Records from a data collection
<<<<
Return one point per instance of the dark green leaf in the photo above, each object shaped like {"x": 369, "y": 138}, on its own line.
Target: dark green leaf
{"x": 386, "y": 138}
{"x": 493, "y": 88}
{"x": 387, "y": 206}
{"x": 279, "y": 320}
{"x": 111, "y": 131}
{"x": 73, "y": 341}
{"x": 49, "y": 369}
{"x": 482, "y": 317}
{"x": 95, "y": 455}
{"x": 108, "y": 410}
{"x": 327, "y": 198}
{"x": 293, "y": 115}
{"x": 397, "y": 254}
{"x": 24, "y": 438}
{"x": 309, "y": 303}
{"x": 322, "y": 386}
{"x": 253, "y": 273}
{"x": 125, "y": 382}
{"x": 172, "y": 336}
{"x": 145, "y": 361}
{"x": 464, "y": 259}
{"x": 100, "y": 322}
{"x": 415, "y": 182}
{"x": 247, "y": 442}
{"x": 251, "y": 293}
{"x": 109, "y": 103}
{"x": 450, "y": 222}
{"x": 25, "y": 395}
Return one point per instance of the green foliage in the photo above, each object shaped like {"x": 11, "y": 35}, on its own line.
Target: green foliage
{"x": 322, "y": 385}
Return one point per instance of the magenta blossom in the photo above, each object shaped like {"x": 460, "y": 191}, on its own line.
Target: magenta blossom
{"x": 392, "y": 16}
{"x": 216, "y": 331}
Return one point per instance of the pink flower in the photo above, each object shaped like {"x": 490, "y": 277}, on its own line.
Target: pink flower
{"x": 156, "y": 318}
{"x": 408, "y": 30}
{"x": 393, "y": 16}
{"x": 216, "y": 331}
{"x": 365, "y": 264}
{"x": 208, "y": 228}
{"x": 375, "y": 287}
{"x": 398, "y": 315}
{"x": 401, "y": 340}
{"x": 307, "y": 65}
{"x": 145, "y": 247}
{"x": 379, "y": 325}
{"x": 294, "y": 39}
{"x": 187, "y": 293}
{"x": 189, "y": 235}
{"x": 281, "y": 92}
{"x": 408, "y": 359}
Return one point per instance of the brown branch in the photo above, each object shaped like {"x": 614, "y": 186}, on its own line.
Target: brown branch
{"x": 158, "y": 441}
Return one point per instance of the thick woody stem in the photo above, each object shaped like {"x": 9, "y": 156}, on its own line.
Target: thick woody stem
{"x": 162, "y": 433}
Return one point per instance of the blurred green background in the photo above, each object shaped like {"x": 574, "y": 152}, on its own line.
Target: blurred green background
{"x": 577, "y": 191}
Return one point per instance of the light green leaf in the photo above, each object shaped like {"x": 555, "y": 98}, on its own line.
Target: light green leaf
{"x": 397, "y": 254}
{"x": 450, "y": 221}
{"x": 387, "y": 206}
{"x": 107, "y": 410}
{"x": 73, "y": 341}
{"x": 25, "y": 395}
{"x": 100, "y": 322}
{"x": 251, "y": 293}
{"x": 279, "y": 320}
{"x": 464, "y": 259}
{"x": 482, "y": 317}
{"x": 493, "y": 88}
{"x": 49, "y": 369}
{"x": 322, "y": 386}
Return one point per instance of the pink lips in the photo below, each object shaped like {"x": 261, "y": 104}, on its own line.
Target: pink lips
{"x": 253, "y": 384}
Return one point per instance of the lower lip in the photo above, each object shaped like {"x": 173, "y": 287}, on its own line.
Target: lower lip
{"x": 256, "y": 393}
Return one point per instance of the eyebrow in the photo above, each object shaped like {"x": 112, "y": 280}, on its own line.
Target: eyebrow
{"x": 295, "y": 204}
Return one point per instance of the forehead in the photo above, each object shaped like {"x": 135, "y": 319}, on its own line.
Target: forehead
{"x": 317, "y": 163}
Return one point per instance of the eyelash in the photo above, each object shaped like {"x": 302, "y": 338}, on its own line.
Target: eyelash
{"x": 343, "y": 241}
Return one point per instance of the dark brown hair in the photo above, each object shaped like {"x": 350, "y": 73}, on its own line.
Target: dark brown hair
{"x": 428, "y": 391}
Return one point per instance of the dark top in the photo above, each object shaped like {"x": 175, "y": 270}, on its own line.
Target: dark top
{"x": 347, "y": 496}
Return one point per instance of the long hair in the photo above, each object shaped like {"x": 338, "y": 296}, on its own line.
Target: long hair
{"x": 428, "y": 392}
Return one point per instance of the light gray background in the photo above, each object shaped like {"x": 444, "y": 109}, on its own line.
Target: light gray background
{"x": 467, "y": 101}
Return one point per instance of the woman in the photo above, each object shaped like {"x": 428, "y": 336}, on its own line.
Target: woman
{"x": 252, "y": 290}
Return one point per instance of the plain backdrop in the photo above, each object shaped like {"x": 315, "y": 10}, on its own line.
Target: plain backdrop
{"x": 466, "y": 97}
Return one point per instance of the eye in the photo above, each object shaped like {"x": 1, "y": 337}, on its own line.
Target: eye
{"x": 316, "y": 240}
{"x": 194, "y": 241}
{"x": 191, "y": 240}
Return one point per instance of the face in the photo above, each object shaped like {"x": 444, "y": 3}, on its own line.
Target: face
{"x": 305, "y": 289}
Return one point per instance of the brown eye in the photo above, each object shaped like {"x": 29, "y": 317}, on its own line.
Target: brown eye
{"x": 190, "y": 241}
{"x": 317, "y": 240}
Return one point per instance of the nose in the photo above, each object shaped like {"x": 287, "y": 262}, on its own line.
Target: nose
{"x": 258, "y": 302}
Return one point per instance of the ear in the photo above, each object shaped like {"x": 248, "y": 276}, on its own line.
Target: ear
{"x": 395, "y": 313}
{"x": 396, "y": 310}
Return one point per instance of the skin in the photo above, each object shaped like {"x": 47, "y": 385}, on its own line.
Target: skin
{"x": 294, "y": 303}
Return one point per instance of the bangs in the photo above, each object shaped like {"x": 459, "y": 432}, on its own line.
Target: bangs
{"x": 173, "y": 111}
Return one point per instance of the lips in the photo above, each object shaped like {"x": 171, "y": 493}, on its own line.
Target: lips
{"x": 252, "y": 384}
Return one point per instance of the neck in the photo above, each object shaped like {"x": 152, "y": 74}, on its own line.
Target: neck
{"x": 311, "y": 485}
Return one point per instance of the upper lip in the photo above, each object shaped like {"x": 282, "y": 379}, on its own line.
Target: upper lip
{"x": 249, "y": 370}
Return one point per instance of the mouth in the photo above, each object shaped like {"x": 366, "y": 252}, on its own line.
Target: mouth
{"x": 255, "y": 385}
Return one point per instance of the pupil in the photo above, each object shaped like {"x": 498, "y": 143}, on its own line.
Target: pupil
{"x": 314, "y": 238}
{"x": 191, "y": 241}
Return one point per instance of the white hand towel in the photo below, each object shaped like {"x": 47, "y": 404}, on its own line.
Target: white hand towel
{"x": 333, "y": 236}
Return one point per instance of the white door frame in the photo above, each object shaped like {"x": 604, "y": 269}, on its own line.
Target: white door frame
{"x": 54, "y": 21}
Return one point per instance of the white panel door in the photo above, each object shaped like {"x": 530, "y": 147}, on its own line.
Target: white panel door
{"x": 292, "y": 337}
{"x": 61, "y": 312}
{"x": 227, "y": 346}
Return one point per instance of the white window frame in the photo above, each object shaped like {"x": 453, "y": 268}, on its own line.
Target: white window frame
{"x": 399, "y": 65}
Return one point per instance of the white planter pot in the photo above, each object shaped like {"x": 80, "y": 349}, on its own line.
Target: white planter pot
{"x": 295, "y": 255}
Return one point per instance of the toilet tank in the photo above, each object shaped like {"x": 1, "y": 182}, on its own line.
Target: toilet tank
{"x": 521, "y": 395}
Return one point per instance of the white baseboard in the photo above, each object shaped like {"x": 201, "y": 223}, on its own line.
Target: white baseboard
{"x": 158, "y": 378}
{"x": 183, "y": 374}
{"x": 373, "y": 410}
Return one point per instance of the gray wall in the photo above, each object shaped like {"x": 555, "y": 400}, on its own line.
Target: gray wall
>>>>
**REQUEST:** Can you copy the lines above, from the line containing "Return one point per instance of the white baseboard" through the final line, inclusive?

**FINISHED TASK:**
Return one point per instance of the white baseboard in the photo above, each object shaped like {"x": 201, "y": 223}, on its own line.
Target: white baseboard
{"x": 158, "y": 378}
{"x": 183, "y": 374}
{"x": 373, "y": 410}
Return one point per instance of the gray wall in the photo above, each object shaped like {"x": 555, "y": 400}, on its own line.
Target: gray wall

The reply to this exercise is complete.